--- begin TEXT BLOCK ---

When something is not going the way you want, you’re prone to complaining. It’s a natural tendency of the mind, or should we say – the ego. You feel like your colleagues conspired against you. You see them together, but you’re not part of the herd. When you’re giving a presentation, you get the feeling they are not listening to you. When you’re giving specific instructions, they are not paying attention.
Here comes the truth: it’s not them; it’s you! Respect is not something you expect from other people. It’s something you deserve.
You know that person. He manages to get everywhere on time, and he impeccably fits into the organizational culture. You can’t define what it is, but there’s something about him that conveys confidence and makes you respect him.
We’ll give you few tips to help you become such a person.
- Be Credible
Whenever you’re asking the team to do something, tell them why. Explain the results you’ll all get from their efforts. When you’re trying to make a point, support it with facts, examples, and statistics. Don’t expect them to believe your words if you don’t show them they are true. When you gain authority that’s big enough, they will trust you without looking for evidence. If you’re still building that credibility, however, you’ll have to earn it.
- Whenever you’re preparing a presentation, support it with facts. The historical data of your organization gives you more than enough to work with. Analyze how a specific promotional project performed and why it attracted more audience than the previous ones. Show how a certain strategy led to results. Quantify those results! When you ask them to try harder, they will see why.
- Trust and Respect Them
Think of a great leader who deserved everyone’s respect? How do you think they earned that status? Of course it’s an authoritative figure with great knowledge and skills. You’ll notice something else: respected leaders also respect other people. They give to get back.
Let’s take Richard Branson as an example. “It should go without saying, if the person who works at your company is 100 percent proud of the brand and you give them the tools to do a good job and they are treated well, they’re going to be happy.”
- Treat every single member of your team with utmost respect. Never act like you’re superior to them. That’s not how authority is earned.
- Respect the people who are not in the room, too. Never talk about their mistakes if they are not present.

--- end TEXT BLOCK ---

> TASKS FOR THIS EXERCISE
a) Which business figure does the text on earning workplace respect use as an example of a respected leader?
b) Extend the text on earning respect at work, starting right after its final sentence.

--- begin SUPPLIED DATA ---

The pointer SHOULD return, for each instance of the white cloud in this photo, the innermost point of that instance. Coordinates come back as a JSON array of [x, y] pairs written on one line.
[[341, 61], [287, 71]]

--- end SUPPLIED DATA ---

> WRITTEN RESPONSES
a) Richard Branson

b)
- Show your appreciation and don’t do it in a fake way. A simple birthday card shows you care for your employees and you respect their special moments.
Remember: you’ll get respect only if you take action first.
- Acknowledge Your Mistakes
You’re not perfect. No one is. Maybe you treated someone unfairly. Maybe you’re inclined towards a member of your team while neglecting the others. Maybe one of your most important projects failed. Maybe you yelled at someone when you had a really bad day.
If you notice that your employees are not happy, you should identify the reasons. Why did you do wrong? Find your mistakes, acknowledge them, and fix them. Saying you’re sorry will help you earn the respect of your team. They will see you’re just a human, like all of them. You make mistakes, but you have the nobility to fix things, leave the mistakes behind and lead the team forward.
- Share the Spotlight
When you achieve success, you know it’s not because of you and your great work. Of course you played a huge role in the process, but you can’t take full credit for the results. It’s an entire team that stands behind them. If you try to get full credit for the things they helped with, you’ll lose their respect. A respected leader always shares the spotlight.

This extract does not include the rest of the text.